• [The request] Can you retype the part of the door panel glue thread starting with "## ajnardo (Aug" and going on through "(May 15, 2004)", word for word?

• [Text to read]

++++++++++

# Door panel glue removal?



## ajnardo (Aug 29, 2012)

Hey, I'm currently in the process of redoing a set of 4 door panels off of 4 door cards I got from a user on these forums. They came with cloth (headliner material  ) and I got 99.99% of the fabric removed and pretty much all that's left is a thin layer of fabric and glue. It's mostly glue. Is there a way to remove all this glue without sitting here and incessantly scraping like some sort of crackhead who has nothing better to do with his time, or can I use Goo-Gone or some similar substance? I'm worried about putting anything like that on because the panels are made of a cardboard-like material and I don't want to ruin them. Thanks for any tips.


----------



## gregg3gs (May 15, 2004)

ajnardo said:


> Hey, I'm currently in the process of redoing a set of 4 door panels off of 4 door cards I got from a user on these forums. They came with cloth (headliner material  ) and I got 99.99% of the fabric removed and pretty much all that's left is a thin layer of fabric and glue. It's mostly glue. Is there a way to remove all this glue without sitting here and incessantly scraping like some sort of crackhead who has nothing better to do with his time, or can I use Goo-Gone or some similar substance? I'm worried about putting anything like that on because the panels are made of a cardboard-like material and I don't want to ruin them. Thanks for any tips.

++++++++++

• [Dataset content]

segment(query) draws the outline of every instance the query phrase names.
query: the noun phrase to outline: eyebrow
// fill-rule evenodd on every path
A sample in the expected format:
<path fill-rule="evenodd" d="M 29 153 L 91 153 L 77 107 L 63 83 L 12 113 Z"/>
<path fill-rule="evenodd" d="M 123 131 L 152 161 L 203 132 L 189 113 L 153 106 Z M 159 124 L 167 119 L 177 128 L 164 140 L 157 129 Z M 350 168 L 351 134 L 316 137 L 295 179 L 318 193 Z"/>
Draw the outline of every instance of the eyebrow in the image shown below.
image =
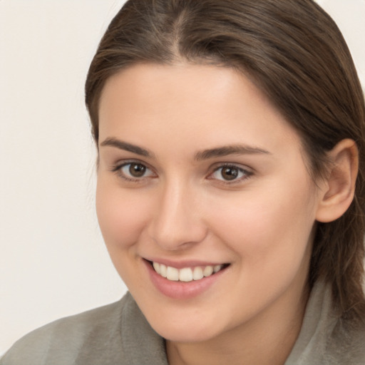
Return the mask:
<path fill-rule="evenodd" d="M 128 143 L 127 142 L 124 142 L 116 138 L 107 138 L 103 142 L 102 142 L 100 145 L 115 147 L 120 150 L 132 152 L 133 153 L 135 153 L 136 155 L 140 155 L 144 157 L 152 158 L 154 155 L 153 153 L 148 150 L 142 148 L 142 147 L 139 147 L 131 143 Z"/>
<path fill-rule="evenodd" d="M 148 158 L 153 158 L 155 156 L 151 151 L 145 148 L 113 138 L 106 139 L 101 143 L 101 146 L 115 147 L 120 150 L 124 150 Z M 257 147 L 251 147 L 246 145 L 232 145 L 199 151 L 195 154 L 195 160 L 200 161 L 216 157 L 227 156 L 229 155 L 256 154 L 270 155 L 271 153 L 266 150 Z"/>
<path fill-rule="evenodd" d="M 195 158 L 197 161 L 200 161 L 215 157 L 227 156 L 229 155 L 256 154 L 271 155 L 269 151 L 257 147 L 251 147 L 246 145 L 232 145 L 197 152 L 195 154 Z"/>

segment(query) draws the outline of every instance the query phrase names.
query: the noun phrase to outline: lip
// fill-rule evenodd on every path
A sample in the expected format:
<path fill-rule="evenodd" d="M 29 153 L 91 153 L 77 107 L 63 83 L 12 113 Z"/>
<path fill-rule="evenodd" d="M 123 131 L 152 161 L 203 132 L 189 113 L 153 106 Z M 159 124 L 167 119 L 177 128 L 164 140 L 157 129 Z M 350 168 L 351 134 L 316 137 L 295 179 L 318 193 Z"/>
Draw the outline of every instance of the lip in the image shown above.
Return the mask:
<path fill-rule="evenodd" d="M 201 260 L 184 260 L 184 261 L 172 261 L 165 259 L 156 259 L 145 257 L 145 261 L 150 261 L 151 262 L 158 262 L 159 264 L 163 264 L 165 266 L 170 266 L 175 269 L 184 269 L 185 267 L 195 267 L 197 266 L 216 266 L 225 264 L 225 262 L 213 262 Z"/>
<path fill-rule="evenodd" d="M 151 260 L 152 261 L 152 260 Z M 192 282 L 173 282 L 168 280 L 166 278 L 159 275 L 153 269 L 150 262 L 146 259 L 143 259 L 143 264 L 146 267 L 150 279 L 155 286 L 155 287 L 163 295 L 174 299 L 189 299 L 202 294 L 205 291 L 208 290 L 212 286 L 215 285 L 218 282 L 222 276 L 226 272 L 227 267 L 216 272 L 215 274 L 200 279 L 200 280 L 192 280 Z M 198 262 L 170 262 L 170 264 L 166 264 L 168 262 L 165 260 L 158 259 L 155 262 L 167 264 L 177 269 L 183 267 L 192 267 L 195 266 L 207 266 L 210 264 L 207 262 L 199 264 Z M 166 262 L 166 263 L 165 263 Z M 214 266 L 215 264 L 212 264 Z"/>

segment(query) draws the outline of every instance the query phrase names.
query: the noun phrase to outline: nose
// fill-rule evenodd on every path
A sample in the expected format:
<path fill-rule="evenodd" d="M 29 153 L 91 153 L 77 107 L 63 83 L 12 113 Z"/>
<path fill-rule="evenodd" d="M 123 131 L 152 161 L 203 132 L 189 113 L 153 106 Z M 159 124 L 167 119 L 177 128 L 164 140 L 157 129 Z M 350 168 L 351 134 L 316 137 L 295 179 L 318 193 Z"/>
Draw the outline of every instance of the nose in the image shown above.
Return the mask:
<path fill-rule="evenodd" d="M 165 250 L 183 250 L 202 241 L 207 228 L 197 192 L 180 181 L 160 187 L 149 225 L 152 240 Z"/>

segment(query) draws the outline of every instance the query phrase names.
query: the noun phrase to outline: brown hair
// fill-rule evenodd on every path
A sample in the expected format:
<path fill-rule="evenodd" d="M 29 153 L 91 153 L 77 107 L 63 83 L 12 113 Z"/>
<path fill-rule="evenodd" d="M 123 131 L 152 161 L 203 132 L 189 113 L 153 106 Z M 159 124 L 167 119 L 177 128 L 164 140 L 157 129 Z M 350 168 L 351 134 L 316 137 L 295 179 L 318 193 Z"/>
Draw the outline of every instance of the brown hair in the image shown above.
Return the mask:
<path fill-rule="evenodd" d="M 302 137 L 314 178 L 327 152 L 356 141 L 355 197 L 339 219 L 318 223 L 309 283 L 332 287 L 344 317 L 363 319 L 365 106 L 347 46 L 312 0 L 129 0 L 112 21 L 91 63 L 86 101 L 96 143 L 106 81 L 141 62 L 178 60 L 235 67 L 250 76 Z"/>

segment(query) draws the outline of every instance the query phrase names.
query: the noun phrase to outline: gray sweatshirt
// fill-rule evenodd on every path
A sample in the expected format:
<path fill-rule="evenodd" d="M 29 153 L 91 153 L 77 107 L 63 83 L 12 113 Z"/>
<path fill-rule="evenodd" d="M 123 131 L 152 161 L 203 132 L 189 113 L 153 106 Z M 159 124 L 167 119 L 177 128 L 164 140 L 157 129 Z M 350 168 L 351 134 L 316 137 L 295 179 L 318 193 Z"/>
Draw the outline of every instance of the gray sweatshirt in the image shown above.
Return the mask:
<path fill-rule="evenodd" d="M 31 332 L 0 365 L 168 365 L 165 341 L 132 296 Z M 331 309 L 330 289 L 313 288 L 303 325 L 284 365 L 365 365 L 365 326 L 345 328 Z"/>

++++++++++

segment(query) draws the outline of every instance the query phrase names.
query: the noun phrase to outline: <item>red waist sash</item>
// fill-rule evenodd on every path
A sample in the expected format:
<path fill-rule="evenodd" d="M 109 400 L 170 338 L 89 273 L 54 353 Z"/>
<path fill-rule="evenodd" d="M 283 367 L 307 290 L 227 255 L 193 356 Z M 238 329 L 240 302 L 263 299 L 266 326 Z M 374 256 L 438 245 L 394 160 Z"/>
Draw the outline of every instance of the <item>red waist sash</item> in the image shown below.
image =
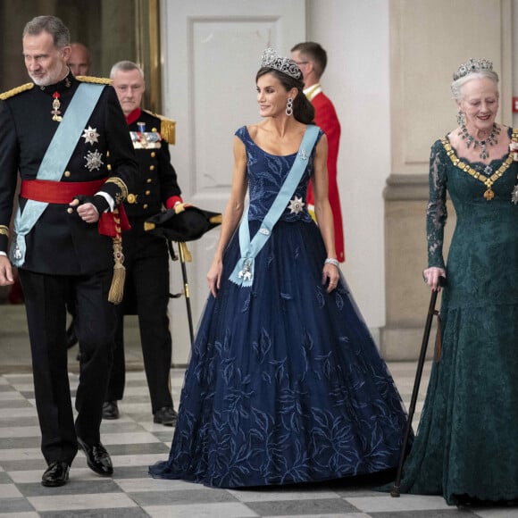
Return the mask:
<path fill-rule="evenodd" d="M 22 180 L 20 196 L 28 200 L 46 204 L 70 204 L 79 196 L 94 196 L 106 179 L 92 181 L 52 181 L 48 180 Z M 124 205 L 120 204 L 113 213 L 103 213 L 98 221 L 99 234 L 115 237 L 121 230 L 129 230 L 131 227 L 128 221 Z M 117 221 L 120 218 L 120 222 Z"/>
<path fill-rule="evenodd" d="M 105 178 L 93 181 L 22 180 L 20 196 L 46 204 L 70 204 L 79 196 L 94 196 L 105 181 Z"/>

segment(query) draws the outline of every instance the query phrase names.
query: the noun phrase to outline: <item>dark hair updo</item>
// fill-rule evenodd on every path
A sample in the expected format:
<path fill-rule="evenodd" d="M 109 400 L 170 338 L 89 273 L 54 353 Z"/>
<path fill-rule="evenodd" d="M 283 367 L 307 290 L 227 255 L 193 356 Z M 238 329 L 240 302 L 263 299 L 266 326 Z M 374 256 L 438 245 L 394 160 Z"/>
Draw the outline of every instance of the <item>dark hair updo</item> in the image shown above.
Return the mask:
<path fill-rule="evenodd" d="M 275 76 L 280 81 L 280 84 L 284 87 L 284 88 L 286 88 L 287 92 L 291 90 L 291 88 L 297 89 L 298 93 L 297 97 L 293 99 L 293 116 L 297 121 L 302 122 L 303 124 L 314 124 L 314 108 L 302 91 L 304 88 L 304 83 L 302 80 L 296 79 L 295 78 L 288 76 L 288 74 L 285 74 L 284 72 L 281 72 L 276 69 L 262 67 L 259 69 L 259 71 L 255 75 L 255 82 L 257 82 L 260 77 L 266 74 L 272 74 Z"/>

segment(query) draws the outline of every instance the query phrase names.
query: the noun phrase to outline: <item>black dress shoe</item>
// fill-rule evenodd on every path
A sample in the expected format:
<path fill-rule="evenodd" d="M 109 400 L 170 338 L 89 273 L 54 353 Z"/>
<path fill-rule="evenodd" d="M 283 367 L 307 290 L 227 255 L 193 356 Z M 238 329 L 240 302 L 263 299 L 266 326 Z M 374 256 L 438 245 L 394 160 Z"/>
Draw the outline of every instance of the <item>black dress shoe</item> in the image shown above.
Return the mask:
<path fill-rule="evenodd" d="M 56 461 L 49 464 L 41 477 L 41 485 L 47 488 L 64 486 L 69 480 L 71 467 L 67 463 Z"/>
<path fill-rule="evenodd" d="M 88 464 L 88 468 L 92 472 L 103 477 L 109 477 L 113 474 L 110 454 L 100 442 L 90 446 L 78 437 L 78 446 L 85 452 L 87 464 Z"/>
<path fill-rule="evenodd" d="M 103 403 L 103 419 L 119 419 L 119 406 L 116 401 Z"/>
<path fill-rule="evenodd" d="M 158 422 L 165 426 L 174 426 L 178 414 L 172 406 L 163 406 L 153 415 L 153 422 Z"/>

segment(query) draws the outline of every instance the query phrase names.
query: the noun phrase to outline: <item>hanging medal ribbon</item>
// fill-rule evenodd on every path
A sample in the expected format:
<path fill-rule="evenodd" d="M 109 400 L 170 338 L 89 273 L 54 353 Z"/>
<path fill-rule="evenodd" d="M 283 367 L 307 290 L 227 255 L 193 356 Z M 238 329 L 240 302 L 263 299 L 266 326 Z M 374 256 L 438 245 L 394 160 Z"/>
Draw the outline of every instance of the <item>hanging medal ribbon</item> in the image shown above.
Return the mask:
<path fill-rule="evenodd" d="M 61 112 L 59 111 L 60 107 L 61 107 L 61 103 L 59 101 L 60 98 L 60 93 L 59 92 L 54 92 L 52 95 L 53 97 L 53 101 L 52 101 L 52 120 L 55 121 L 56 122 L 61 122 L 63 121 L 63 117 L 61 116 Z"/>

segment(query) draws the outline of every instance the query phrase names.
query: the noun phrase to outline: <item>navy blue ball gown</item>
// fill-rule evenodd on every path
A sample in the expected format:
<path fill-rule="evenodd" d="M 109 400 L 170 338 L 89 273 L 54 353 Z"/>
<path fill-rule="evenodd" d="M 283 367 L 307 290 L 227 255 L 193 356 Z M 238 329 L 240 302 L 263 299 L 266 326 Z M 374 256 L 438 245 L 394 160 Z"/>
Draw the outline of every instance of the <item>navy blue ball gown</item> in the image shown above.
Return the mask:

++++++++++

• [Expected answer]
## ajnardo (Aug 29, 2012)

Hey, I'm currently in the process of redoing a set of 4 door panels off of 4 door cards I got from a user on these forums. They came with cloth (headliner material  ) and I got 99.99% of the fabric removed and pretty much all that's left is a thin layer of fabric and glue. It's mostly glue. Is there a way to remove all this glue without sitting here and incessantly scraping like some sort of crackhead who has nothing better to do with his time, or can I use Goo-Gone or some similar substance? I'm worried about putting anything like that on because the panels are made of a cardboard-like material and I don't want to ruin them. Thanks for any tips.


----------



## gregg3gs (May 15, 2004)